→ Task instructions
Your task is to restate exactly the lines from the one holding "Target: black jacket" to the end of the entries below, inclusive.

→ Task data
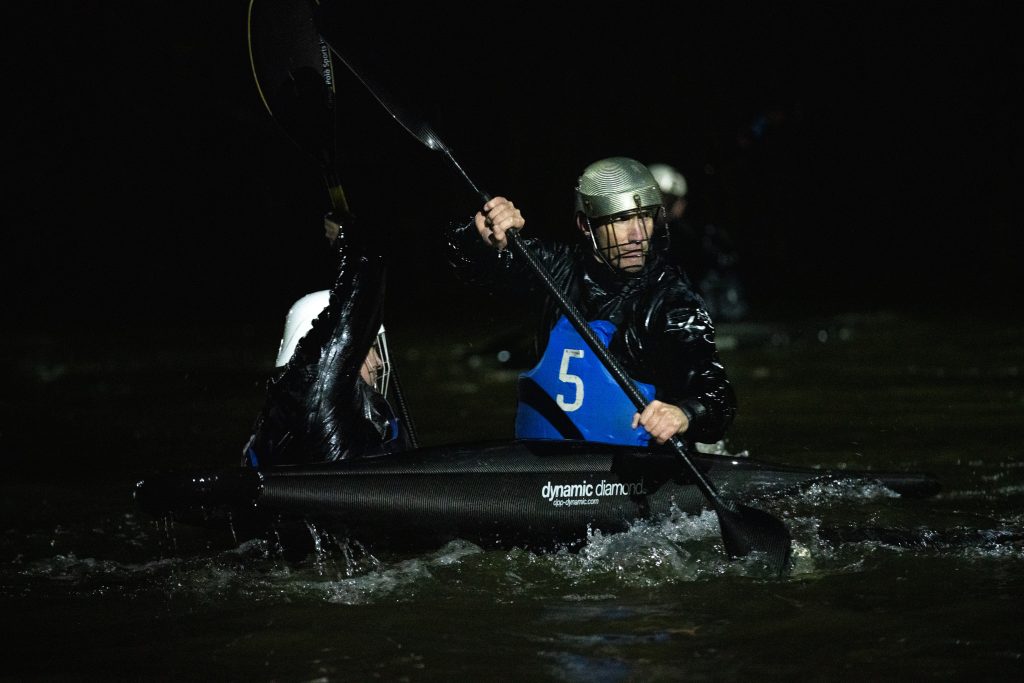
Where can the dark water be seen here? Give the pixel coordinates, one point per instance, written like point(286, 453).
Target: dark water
point(91, 589)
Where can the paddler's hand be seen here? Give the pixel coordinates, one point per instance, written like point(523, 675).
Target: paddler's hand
point(663, 421)
point(498, 216)
point(331, 227)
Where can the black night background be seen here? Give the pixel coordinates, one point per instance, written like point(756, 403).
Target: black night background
point(862, 155)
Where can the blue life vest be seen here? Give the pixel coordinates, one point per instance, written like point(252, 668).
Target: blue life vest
point(570, 394)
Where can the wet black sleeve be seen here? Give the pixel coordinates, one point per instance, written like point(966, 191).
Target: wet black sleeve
point(686, 367)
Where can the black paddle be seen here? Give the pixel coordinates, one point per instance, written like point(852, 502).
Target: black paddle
point(743, 528)
point(294, 75)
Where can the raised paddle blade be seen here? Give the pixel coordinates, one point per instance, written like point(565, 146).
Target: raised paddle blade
point(294, 74)
point(747, 529)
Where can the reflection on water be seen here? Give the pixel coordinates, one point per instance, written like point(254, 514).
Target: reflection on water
point(880, 583)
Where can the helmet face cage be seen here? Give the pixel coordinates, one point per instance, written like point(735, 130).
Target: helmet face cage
point(653, 235)
point(614, 189)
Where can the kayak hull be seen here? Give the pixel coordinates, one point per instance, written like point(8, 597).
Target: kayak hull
point(532, 494)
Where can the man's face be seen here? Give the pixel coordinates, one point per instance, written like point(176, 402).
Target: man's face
point(625, 240)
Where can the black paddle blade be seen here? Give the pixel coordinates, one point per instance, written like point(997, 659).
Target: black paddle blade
point(747, 529)
point(294, 74)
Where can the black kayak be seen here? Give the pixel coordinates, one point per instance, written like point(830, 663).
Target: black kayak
point(534, 494)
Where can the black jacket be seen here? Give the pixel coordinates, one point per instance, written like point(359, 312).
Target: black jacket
point(665, 336)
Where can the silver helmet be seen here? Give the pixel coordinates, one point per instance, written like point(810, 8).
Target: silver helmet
point(614, 185)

→ Answer box
Target: black jacket
point(665, 336)
Where can the silver helmet be seen here? Give the pixel coordinates, one point per instance, written like point(810, 8).
Target: silver helmet
point(614, 185)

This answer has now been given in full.